= Do this =
Could you update the stretch of material from the line containing "target: bird's head" through the line containing "151), (381, 146)]" so that "even-odd" becomes "nonzero", with nothing else altered, and return only those lines?

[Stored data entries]
════════════════════
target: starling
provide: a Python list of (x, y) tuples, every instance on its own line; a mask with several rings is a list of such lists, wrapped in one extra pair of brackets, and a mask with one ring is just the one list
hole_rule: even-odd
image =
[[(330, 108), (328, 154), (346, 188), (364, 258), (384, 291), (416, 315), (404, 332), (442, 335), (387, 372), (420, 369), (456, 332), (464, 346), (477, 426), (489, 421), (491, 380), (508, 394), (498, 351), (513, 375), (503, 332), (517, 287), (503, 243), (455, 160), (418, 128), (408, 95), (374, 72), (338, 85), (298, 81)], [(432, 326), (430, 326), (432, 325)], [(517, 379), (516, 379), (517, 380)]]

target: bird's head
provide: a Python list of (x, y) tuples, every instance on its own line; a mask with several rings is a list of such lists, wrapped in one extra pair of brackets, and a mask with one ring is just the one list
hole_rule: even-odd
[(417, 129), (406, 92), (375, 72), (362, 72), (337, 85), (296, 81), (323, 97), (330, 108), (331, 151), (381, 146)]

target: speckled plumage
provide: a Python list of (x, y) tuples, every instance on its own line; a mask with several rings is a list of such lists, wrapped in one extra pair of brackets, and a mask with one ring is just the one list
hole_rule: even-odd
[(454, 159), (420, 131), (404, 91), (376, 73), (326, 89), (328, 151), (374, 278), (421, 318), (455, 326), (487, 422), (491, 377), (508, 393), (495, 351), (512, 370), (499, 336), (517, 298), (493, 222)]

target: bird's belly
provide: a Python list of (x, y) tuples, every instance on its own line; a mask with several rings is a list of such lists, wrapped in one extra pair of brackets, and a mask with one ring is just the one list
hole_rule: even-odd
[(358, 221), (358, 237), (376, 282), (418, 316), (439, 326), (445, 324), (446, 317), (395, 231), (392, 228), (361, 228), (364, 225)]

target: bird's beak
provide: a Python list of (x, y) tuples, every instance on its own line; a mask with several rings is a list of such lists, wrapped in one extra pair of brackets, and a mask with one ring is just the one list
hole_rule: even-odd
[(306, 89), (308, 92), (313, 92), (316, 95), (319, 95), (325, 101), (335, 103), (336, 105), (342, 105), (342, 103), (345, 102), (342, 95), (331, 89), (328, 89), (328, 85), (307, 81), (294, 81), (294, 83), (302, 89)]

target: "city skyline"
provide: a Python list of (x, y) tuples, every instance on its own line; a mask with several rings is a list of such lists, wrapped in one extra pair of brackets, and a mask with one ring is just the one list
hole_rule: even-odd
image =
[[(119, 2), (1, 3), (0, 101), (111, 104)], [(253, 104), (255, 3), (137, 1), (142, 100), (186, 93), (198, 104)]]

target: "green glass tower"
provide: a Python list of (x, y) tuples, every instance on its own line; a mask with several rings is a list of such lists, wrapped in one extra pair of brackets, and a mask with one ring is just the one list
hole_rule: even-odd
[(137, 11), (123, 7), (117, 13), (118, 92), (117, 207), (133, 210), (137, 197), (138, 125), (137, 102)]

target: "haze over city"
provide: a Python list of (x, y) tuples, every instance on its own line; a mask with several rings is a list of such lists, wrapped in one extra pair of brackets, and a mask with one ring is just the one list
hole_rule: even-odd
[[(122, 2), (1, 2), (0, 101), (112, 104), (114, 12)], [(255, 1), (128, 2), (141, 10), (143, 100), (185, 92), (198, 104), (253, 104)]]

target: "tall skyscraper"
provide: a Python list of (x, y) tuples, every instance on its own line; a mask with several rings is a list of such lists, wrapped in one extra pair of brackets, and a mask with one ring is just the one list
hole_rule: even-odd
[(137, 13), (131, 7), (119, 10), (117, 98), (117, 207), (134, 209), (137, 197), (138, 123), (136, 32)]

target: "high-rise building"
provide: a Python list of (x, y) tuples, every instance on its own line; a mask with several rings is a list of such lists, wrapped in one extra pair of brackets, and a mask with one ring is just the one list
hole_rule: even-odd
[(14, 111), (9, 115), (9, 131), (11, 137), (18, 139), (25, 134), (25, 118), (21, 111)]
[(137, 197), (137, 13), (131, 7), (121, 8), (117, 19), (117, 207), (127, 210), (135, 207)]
════════════════════
= Correct result =
target: bird's head
provide: a Python list of (x, y) tuples, every instance on its own line; a mask with several rings is a list of such lists, wrapped in one extra pair of brackets, and a mask with one ring is just the one list
hole_rule: nonzero
[(417, 129), (406, 92), (375, 72), (362, 72), (337, 85), (296, 81), (323, 97), (330, 108), (331, 151), (381, 146)]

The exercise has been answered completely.